# Start of Recorded information

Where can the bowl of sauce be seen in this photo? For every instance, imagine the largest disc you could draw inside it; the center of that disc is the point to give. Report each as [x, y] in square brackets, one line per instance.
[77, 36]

# End of Recorded information
# Start of Recorded information

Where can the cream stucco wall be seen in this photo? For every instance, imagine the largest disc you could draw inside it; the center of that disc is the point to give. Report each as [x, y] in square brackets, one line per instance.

# End of Recorded information
# Start of Recorded information

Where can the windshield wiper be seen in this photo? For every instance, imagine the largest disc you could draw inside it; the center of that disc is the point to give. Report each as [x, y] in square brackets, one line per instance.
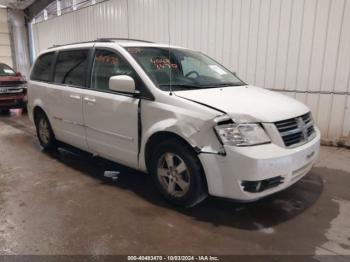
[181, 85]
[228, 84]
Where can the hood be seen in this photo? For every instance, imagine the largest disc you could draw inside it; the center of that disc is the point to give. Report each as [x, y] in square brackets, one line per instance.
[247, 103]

# End of Recorded information

Written request:
Extract from the listing above every line that contains the string "imagine", treating uppercase and lowercase letters as distinct.

Full response:
Where can the bowl of sauce be seen in this photo? For every instance, imagine the largest disc you could draw inside it; the center of that disc is the point to give. Report each as [x, y] in square brackets, one line per instance.
Where can the cream stucco wall be seen in this photo? For every instance, imagine the largest disc you could draw inside it; the center of that disc is the point to give. Report each as [x, y] in square brackets, one line per instance.
Where can the windshield wiper be seen in this photo? For every instance, imagine the largest disc you could draw inside it; the center of that disc is the point to give. Report each as [x, y] in square brackets, one line per instance.
Where can the hood be seen in this photo? For every instance, imagine the largest disc you could draw inside it; the center of that disc is the point to give. Report each as [x, y] in square brackets, one line per instance.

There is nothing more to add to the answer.